→ Consigne: Recopiez fidèlement le passage du texte à lire qui s'ouvre sur les mots « Ceci est mon » et se referme sur « sur son passage. ».

→ Texte à lire:
+++++

Ce qui m’a toujours paru le plus dangereux, c’est de ne pas avoir une vie normale. Peut être que pour vous aussi c’est le cas, je n’en sais rien, mais pour moi, ceci est une affaire qui a toujours eu la plus grande emprise sur mes réflexions les plus profondes. Mon père est mort à 33 ans, et j’ai toujours cru que moi aussi j’allais m’éteindre aussi jeune que lui, vu que je lui ressemble beaucoup, presque comme deux gouttes d’eau, à la seule différence, que lui était un beau gosse qui volait aux commandes de son avion, et moi juste un mec ordinaire qui ne sait pas faire grand-chose, à part couiner ses jérémiades , à l’heure ou tout homme sensé avoir de la foi et surtout de la force, saurait aller de l’avant et chercher le bout de lumière dans la noirceur du tunnel…
Je ne suis pas le vrai coupable de ma situation, et je ne me considère pas comme une victime, non plus. Cela ne me sied pas, d’abord parce que je suis trop orgueilleux et puis parce que j’ai toujours eu la conscience parfaite de mes gestes, même si je savais que c’étaient des erreurs fatales et donc, conduisant inexorablement à l’impasse !
Ceci est mon paradoxe, une double vie et un double discours qui me font tanguer, à tel point qu’aucune personne, jusque là, n’a pu comprendre qui j’étais, et pourquoi je l’étais. Je suis un être tellement sensible, que je peux m’émouvoir d’un américain qui se brosse les dents sans la musique qui va avec, et en même temps, un forçat de mes autres maux faisant de moi, une brute qui n’a pas de cœur ni de foi, un danger capable de souffler tout sur son passage.

+++++

→ Liste des items:
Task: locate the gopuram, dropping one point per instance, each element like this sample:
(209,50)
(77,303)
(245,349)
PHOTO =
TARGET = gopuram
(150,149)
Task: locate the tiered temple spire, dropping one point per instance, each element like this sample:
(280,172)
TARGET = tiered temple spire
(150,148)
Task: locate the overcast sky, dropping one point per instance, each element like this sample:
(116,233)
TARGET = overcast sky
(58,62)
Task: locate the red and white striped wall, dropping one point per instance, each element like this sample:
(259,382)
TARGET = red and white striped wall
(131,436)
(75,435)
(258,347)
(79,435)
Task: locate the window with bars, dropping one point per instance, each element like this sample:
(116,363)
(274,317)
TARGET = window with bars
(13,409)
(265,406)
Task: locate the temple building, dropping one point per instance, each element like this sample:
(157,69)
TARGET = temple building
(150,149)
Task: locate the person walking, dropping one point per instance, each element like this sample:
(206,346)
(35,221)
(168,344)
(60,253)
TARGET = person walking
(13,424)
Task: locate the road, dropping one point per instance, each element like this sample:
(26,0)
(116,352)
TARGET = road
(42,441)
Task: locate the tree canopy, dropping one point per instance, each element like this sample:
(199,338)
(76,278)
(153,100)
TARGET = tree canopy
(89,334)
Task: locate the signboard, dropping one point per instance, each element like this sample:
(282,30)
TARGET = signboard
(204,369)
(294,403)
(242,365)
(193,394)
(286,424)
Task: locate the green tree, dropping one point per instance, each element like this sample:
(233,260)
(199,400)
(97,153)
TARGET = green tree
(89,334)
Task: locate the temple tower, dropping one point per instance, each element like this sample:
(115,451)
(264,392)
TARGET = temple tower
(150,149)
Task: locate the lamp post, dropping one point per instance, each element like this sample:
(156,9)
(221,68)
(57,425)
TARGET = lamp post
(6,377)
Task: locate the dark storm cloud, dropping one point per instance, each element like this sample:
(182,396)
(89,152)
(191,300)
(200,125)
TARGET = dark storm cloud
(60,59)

+++++

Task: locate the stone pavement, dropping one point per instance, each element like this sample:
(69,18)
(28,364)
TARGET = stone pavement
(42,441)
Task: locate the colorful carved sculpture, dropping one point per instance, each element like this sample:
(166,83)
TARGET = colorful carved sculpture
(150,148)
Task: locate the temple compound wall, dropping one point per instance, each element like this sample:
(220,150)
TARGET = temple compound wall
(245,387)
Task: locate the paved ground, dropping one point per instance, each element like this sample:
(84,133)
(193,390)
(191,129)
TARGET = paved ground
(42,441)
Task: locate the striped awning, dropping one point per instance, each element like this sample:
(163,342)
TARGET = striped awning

+++++

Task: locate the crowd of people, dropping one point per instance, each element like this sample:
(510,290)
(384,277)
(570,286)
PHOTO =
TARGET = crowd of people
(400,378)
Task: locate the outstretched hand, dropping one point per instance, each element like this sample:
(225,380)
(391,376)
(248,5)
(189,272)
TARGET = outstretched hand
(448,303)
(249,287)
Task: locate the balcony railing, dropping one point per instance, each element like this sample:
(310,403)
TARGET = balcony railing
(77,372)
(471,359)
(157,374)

+++++

→ Réponse attendue:
Ceci est mon paradoxe, une double vie et un double discours qui me font tanguer, à tel point qu’aucune personne, jusque là, n’a pu comprendre qui j’étais, et pourquoi je l’étais. Je suis un être tellement sensible, que je peux m’émouvoir d’un américain qui se brosse les dents sans la musique qui va avec, et en même temps, un forçat de mes autres maux faisant de moi, une brute qui n’a pas de cœur ni de foi, un danger capable de souffler tout sur son passage.